◆ Exercise
Repeat the entire listing exactly.

◆ Dataset records
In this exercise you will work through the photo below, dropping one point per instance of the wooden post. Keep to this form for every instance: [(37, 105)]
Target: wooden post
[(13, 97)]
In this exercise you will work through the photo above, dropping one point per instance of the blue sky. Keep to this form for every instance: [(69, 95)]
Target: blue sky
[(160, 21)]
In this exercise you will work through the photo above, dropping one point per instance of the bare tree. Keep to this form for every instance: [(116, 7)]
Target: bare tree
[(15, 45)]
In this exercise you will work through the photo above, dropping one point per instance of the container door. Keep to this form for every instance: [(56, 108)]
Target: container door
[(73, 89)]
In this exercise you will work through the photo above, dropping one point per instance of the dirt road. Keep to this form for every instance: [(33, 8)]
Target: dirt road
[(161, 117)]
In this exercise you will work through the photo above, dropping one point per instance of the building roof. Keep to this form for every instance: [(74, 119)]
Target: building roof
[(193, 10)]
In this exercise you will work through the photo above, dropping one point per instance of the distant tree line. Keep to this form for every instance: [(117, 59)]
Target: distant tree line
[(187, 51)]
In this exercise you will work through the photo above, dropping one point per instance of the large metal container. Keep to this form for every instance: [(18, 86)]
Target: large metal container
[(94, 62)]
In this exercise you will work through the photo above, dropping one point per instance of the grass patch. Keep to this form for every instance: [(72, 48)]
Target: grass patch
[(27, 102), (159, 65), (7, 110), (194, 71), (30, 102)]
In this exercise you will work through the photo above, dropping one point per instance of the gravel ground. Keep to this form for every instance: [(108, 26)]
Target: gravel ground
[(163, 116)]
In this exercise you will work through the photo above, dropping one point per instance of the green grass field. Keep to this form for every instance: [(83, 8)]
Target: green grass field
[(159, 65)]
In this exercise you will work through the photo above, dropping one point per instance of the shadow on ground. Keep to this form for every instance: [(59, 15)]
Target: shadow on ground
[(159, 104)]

◆ Exercise solution
In this exercise you will work through the photo below, dropping one point per instance of the wooden post. Keep to this form for every instance: [(37, 105)]
Target: wooden post
[(13, 97)]
In this exercise you will work through the photo above, dropping one point per instance of the blue sky. Keep to this form for every instance: [(69, 95)]
Target: blue sky
[(160, 21)]
In this exercise you will work through the photo above, dropping one point per instance of the bare tree. Keep to this form for every instance: [(116, 7)]
Target: bare tree
[(15, 45)]
In this exercise you will work through the photo above, dropping one point per instance of the container door. Keep to this form for every instance: [(56, 108)]
Target: container door
[(73, 89)]
In this exercise you will work through the photo above, dropping one point per instance of the dirt road. Keep to this form for every instance: [(33, 8)]
Target: dirt road
[(161, 117)]
In this exercise you will work through the photo above, dropping one point per instance of the building roof. Keep to this form for every instance: [(74, 119)]
Target: building roof
[(193, 10)]
In this exercise you will work through the photo above, dropping one point per instance of the distant tree line. Keep to this form for every instance: [(117, 59)]
Target: distant tree line
[(187, 51)]
In this exercise you will work through the photo above, dropping one point per instance of the large metal container. Keep to this form for every instance: [(18, 86)]
Target: large metal container
[(94, 62)]
In this exercise you will work through the photo above, dropping one point per instance of the grass patch. Keep to this form for every instance: [(72, 48)]
Target: grass patch
[(27, 102), (159, 65), (7, 110), (194, 71), (30, 102)]
In this exercise you will work through the photo above, dropping one point per instance of the gravel ground. Keep to this form for every instance: [(108, 26)]
Target: gravel ground
[(163, 116)]
In this exercise you will work through the photo above, dropping one point per instance of the green grass field. Keep to this form for every instance: [(83, 8)]
Target: green grass field
[(159, 65)]
In this exercise you will work through the photo above, dropping one point per instance of the shadow on ground. Keep to this form for every instance: [(59, 15)]
Target: shadow on ground
[(159, 104)]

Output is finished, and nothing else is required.